There is no ‘one size fits all’ with grief

My mother died at 1am on Easter Monday 2004.

That is the day that I think of as the day of her death, not the date on her death certificate.

Mum died at 1am on 12th April 2004, she just made it to my daughter’s first wedding anniversary. But because of Mum’s death, I am fuzzy on the date and I always have to double think it (if that’s such a word). Strangely on the 12th April each year I am not melancholy and it can pass by without me thinking of Mum.

Recently I was reading a brilliant book called Crones Don’t Whine by Jean Shinoda Bolen. When I read the words ‘the body remembers emotion-laden dates when the mind has forgotten’, a light went on and I felt an internal sigh that what I had experienced was ‘normal’.

That triggered a memory of what used to happen after my father died. I would start feeling ‘funny’, sad, achy, even angry and I would pull myself up and try to work out why. Slowly, very slowly, I would realise it was the end of August. These feelings would start on or just before Dad’s accident, [he was travelling in the UK with Mum, when he was hit by a drunk driver and was in a coma for 10 days before he died] until the anniversary of the day of his death.

Now this was a very long time ago, 40 years at the end of this year. Way, way before I had studied any psychology or self-development. I was far too busy with four children and just keeping my head above water to focus on what was going on in my head. Yet, year after year when the end of August rolled around this inner turmoil made me uncomfortable enough to notice it.

No one in my circle had experienced death so I had nobody to talk to about my strange and bizarre reaction. It has taken until now when I read Jean Shinoda Bolen’s book to really understand what it was I had experienced.

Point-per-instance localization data

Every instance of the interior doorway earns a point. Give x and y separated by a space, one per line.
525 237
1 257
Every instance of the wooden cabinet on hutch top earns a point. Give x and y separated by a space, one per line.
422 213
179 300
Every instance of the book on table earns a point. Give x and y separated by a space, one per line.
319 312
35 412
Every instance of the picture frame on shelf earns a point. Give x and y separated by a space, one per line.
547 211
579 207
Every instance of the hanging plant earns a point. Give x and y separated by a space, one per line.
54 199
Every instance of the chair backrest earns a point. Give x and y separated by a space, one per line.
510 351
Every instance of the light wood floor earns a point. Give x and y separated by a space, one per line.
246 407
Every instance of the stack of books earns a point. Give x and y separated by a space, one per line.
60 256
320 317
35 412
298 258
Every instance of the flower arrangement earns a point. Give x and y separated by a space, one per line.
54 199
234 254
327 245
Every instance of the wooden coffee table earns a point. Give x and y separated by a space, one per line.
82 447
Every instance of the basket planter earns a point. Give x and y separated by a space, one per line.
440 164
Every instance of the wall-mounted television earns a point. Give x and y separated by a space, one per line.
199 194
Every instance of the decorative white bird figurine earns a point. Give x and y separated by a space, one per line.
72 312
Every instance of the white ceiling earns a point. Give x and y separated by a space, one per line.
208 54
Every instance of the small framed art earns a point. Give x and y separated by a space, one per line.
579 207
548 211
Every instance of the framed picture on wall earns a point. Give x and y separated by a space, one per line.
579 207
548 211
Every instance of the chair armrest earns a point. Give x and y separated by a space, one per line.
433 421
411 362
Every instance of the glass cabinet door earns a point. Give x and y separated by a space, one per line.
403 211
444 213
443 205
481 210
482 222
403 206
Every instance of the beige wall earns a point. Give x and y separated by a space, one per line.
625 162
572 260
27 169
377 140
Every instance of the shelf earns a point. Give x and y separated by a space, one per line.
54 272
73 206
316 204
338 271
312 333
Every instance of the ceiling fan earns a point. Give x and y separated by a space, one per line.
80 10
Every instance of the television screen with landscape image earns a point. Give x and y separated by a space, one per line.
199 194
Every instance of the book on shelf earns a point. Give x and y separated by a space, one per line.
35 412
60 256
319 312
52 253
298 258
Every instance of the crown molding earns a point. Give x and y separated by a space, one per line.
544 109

ACTIONS TO TAKE.
(1) In the grief essay, how long was the writer's father in a coma before he died?
(2) Repeat everything in the grief essay from "There is no" down to "thinking of Mum.".
(3) Write the next part of the grief essay, picking up after its last sentence.

RESULTS FOR EACH TASK.
(1) 10 days

(2)
There is no ‘one size fits all’ with grief

My mother died at 1am on Easter Monday 2004.

That is the day that I think of as the day of her death, not the date on her death certificate.

Mum died at 1am on 12th April 2004, she just made it to my daughter’s first wedding anniversary. But because of Mum’s death, I am fuzzy on the date and I always have to double think it (if that’s such a word). Strangely on the 12th April each year I am not melancholy and it can pass by without me thinking of Mum.

(3)
My feelings were stuffed so far down after Dad died it took them 30 years to start bubbling to the surface. That is called frozen grief. There is no ‘one size fits all’ with grief, it is not a linear process, we are all different and so is the way we react to grief.

So if you are grieving just know that whatever it is you are going through, whatever you are feeling is normal, but it may not be comfortable. But if the feelings are overwhelming please find someone to talk to, preferably a professional.

If you would like to work with me I do sessions in person and also via Skype.

Email me at maiya@healingsteps.com.au

You can find a Theta healer at www.theatahealing.com

To put it into context here is the paragraph from Jean Shinoda Bolen, a psychiatrist:

“Our bodies also often express feelings for us and if we do not allow emotions to surface as our feelings, they can come out as our pain or a physical symptom. Unshed tears of grief, an anniversary reaction – the body remembers emotion-laden dates when the mind has forgotten.”